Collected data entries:
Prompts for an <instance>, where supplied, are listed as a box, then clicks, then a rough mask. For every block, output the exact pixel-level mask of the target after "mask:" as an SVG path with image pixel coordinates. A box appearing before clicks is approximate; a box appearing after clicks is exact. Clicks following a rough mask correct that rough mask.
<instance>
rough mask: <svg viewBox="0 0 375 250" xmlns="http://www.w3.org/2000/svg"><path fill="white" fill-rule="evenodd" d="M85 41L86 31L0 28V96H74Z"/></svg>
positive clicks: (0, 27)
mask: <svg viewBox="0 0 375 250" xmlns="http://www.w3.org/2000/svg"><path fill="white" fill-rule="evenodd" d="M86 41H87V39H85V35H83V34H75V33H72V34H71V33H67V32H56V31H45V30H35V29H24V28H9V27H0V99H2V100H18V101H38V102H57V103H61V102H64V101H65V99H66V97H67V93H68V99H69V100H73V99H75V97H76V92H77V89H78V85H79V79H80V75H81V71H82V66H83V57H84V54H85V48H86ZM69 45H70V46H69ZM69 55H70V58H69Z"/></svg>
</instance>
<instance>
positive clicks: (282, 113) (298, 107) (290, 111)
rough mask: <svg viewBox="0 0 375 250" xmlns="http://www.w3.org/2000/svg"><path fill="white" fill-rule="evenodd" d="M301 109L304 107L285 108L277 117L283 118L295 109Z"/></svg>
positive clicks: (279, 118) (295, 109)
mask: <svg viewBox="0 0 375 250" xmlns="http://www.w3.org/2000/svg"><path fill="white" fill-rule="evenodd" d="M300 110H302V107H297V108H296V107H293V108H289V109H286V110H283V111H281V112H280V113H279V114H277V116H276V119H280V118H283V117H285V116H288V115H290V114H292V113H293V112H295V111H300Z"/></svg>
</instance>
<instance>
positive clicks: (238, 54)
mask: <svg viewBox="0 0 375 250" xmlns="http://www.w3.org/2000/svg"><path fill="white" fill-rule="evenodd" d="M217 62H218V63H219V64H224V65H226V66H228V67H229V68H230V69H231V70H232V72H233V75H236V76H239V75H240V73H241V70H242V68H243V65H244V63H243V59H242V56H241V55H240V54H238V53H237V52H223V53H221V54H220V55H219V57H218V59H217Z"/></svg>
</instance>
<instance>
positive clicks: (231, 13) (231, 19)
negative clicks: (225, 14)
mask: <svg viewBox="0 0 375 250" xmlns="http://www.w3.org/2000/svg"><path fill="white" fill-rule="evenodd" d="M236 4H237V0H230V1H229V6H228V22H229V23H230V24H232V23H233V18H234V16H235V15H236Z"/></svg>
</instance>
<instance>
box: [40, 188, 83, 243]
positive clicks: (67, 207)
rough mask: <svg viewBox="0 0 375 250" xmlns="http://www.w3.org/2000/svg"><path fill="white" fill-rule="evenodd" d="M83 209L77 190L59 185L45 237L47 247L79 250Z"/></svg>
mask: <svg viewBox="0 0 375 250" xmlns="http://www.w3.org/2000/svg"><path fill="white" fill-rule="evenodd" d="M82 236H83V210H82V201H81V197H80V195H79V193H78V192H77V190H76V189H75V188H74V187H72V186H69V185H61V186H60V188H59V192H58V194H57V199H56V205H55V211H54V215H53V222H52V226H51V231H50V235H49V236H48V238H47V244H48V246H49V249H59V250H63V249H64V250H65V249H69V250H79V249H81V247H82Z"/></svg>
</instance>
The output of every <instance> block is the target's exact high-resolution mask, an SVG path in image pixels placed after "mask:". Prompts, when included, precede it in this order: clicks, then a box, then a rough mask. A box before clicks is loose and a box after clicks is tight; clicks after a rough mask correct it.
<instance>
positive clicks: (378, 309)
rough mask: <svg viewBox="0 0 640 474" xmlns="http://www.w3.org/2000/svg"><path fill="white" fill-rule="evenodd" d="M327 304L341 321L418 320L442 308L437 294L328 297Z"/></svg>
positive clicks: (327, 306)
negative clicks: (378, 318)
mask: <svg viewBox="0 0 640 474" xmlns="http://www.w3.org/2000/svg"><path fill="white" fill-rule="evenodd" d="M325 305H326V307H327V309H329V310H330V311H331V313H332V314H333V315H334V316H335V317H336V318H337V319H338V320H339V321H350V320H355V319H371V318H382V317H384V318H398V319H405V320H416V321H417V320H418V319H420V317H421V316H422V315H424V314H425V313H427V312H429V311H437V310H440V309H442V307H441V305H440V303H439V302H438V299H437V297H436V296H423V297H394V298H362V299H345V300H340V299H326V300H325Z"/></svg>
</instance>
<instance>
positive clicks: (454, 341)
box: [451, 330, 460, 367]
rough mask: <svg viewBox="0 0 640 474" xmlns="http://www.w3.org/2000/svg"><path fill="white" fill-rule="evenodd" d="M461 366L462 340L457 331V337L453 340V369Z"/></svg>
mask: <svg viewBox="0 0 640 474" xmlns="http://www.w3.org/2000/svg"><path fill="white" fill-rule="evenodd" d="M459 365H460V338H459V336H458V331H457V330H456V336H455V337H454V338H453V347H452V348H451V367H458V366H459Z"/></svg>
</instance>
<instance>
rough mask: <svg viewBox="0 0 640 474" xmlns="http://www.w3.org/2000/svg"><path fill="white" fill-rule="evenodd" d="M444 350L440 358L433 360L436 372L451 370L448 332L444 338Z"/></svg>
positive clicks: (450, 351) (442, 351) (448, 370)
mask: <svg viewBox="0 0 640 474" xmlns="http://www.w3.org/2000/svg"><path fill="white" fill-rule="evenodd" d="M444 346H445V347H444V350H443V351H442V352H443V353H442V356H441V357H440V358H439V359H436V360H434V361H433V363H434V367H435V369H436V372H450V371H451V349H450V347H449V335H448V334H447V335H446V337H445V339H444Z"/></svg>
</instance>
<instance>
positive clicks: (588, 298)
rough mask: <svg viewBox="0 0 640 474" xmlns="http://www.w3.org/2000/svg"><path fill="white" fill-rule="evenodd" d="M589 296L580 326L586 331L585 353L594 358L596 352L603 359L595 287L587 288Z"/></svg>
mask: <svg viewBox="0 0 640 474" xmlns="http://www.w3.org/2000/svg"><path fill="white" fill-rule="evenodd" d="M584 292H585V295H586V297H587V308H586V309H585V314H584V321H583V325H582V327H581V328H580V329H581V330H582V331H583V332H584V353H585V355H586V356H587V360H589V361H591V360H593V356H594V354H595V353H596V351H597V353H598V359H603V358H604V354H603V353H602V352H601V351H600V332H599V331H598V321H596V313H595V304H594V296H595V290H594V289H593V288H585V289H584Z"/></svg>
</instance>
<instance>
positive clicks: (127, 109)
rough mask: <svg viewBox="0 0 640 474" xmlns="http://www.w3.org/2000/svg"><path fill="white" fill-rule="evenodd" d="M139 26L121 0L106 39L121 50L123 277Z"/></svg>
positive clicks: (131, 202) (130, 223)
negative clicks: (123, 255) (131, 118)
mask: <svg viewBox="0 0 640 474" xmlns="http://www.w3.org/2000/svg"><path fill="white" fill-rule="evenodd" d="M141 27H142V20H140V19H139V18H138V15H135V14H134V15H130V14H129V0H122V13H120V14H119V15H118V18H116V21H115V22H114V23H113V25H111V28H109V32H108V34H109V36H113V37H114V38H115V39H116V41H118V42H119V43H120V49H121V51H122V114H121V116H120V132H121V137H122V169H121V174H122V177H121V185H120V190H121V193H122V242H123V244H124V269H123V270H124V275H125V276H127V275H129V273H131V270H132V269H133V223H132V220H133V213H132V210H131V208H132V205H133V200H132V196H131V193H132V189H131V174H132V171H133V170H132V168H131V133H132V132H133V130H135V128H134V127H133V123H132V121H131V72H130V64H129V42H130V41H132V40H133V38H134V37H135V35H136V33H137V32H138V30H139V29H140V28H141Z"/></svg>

Requirement: Make an exact copy of the records.

Response box:
Prompts for an <instance>, where supplied, are listed as a box, then clicks, then a rough mask. For every block, output the exact pixel-level mask of the target after "mask:" as an SVG path with image pixel coordinates. A box appearing before clicks is approximate; a box appearing after clicks is exact. Clicks following a rough mask correct that rough mask.
<instance>
rough mask: <svg viewBox="0 0 375 250" xmlns="http://www.w3.org/2000/svg"><path fill="white" fill-rule="evenodd" d="M85 41L86 31L0 28V96H74Z"/></svg>
positive clicks: (0, 27)
mask: <svg viewBox="0 0 375 250" xmlns="http://www.w3.org/2000/svg"><path fill="white" fill-rule="evenodd" d="M86 41H87V39H85V35H83V34H75V33H72V34H71V33H67V32H56V31H45V30H35V29H24V28H9V27H0V99H2V100H18V101H38V102H57V103H61V102H64V101H65V99H66V97H67V93H68V99H69V100H73V99H75V97H76V92H77V89H78V85H79V79H80V75H81V71H82V66H83V57H84V54H85V48H86ZM69 45H70V46H69ZM69 55H70V58H69Z"/></svg>
</instance>
<instance>
positive clicks: (282, 113) (298, 107) (290, 111)
rough mask: <svg viewBox="0 0 375 250" xmlns="http://www.w3.org/2000/svg"><path fill="white" fill-rule="evenodd" d="M301 109L304 107L285 108L277 117L283 118L295 109Z"/></svg>
positive clicks: (279, 118) (295, 109)
mask: <svg viewBox="0 0 375 250" xmlns="http://www.w3.org/2000/svg"><path fill="white" fill-rule="evenodd" d="M300 110H302V107H297V108H296V107H293V108H289V109H286V110H283V111H281V112H280V113H279V114H277V116H276V119H280V118H283V117H285V116H288V115H290V114H292V113H293V112H295V111H300Z"/></svg>
</instance>
<instance>
positive clicks: (238, 54)
mask: <svg viewBox="0 0 375 250" xmlns="http://www.w3.org/2000/svg"><path fill="white" fill-rule="evenodd" d="M217 62H218V63H219V64H224V65H226V66H228V67H229V68H230V69H231V70H232V72H233V75H236V76H239V75H240V73H241V70H242V68H243V65H244V63H243V59H242V56H241V55H240V54H238V53H237V52H223V53H221V54H220V55H219V57H218V59H217Z"/></svg>
</instance>
<instance>
positive clicks: (231, 13) (231, 19)
negative clicks: (225, 14)
mask: <svg viewBox="0 0 375 250" xmlns="http://www.w3.org/2000/svg"><path fill="white" fill-rule="evenodd" d="M236 4H237V0H230V1H229V6H228V22H229V23H230V24H232V23H233V18H234V16H235V15H236Z"/></svg>
</instance>
<instance>
box: [40, 188, 83, 243]
positive clicks: (67, 207)
rough mask: <svg viewBox="0 0 375 250" xmlns="http://www.w3.org/2000/svg"><path fill="white" fill-rule="evenodd" d="M83 209L77 190L59 185L45 237L47 247L79 250Z"/></svg>
mask: <svg viewBox="0 0 375 250" xmlns="http://www.w3.org/2000/svg"><path fill="white" fill-rule="evenodd" d="M82 236H83V210H82V201H81V197H80V195H79V193H78V192H77V190H76V189H75V188H74V187H72V186H69V185H61V186H60V188H59V192H58V194H57V199H56V205H55V211H54V215H53V222H52V226H51V231H50V235H49V236H48V238H47V244H48V246H49V249H59V250H63V249H64V250H65V249H69V250H79V249H81V247H82Z"/></svg>
</instance>
The output of every <instance> block is the target's exact high-resolution mask, an SVG path in image pixels placed after "mask:". Prompts, when included, precede it in this order: clicks, then a box, then a rough mask. A box before clicks is loose and a box after clicks is tight; clicks after a rough mask correct it.
<instance>
positive clicks: (378, 309)
rough mask: <svg viewBox="0 0 640 474" xmlns="http://www.w3.org/2000/svg"><path fill="white" fill-rule="evenodd" d="M327 304L341 321L418 320L442 308L437 294L328 297Z"/></svg>
positive clicks: (327, 306)
negative clicks: (378, 318)
mask: <svg viewBox="0 0 640 474" xmlns="http://www.w3.org/2000/svg"><path fill="white" fill-rule="evenodd" d="M325 305H326V307H327V309H329V310H330V311H331V313H332V314H333V315H334V316H335V317H336V318H337V319H338V320H339V321H350V320H355V319H371V318H382V317H384V318H398V319H405V320H416V321H417V320H418V319H420V317H421V316H422V315H424V314H425V313H427V312H429V311H437V310H440V309H442V307H441V305H440V303H439V302H438V299H437V297H436V296H423V297H394V298H362V299H345V300H340V299H326V300H325Z"/></svg>
</instance>
<instance>
positive clicks: (454, 341)
box: [451, 330, 460, 367]
rough mask: <svg viewBox="0 0 640 474" xmlns="http://www.w3.org/2000/svg"><path fill="white" fill-rule="evenodd" d="M461 366L462 340L457 331V337L453 340V369Z"/></svg>
mask: <svg viewBox="0 0 640 474" xmlns="http://www.w3.org/2000/svg"><path fill="white" fill-rule="evenodd" d="M459 365H460V338H459V336H458V331H457V330H456V336H455V337H454V338H453V347H452V348H451V367H458V366H459Z"/></svg>
</instance>
<instance>
rough mask: <svg viewBox="0 0 640 474" xmlns="http://www.w3.org/2000/svg"><path fill="white" fill-rule="evenodd" d="M444 350L440 358L433 360L436 372L451 370L448 332L444 338Z"/></svg>
positive clicks: (450, 351) (442, 351) (448, 370)
mask: <svg viewBox="0 0 640 474" xmlns="http://www.w3.org/2000/svg"><path fill="white" fill-rule="evenodd" d="M444 346H445V347H444V350H443V351H442V352H443V353H442V356H441V357H440V358H439V359H436V360H434V361H433V363H434V367H435V369H436V372H450V371H451V349H450V347H449V335H448V334H447V335H446V337H445V339H444Z"/></svg>
</instance>
<instance>
positive clicks: (588, 298)
rough mask: <svg viewBox="0 0 640 474" xmlns="http://www.w3.org/2000/svg"><path fill="white" fill-rule="evenodd" d="M589 296L580 326L586 331L585 353L594 358L596 352L603 359L595 287L587 288Z"/></svg>
mask: <svg viewBox="0 0 640 474" xmlns="http://www.w3.org/2000/svg"><path fill="white" fill-rule="evenodd" d="M584 292H585V295H586V297H587V308H586V309H585V314H584V321H583V325H582V327H581V328H580V329H581V330H582V331H583V332H584V353H585V355H586V356H587V360H589V361H591V360H593V356H594V354H595V353H596V351H597V353H598V359H603V358H604V354H603V353H602V352H601V351H600V332H599V331H598V321H596V313H595V304H594V296H595V290H594V289H593V288H585V289H584Z"/></svg>
</instance>
<instance>
positive clicks: (127, 109)
rough mask: <svg viewBox="0 0 640 474" xmlns="http://www.w3.org/2000/svg"><path fill="white" fill-rule="evenodd" d="M139 26L121 0L106 39L121 50L123 277Z"/></svg>
positive clicks: (131, 202) (130, 223)
negative clicks: (123, 255) (131, 118)
mask: <svg viewBox="0 0 640 474" xmlns="http://www.w3.org/2000/svg"><path fill="white" fill-rule="evenodd" d="M141 27H142V20H140V19H139V18H138V15H135V14H134V15H130V14H129V0H122V13H120V14H119V15H118V18H116V21H115V22H114V23H113V25H111V28H109V32H108V34H109V36H113V37H114V38H115V39H116V41H118V42H119V43H120V49H121V51H122V114H121V116H120V132H121V137H122V169H121V174H122V177H121V185H120V190H121V193H122V242H123V244H124V269H123V270H124V275H125V276H127V275H129V273H131V270H132V269H133V223H132V220H133V213H132V210H131V208H132V205H133V200H132V196H131V193H132V189H131V174H132V171H133V170H132V168H131V133H132V132H133V130H135V128H134V127H133V123H132V121H131V72H130V64H129V42H130V41H132V40H133V38H134V37H135V35H136V33H137V32H138V30H139V29H140V28H141Z"/></svg>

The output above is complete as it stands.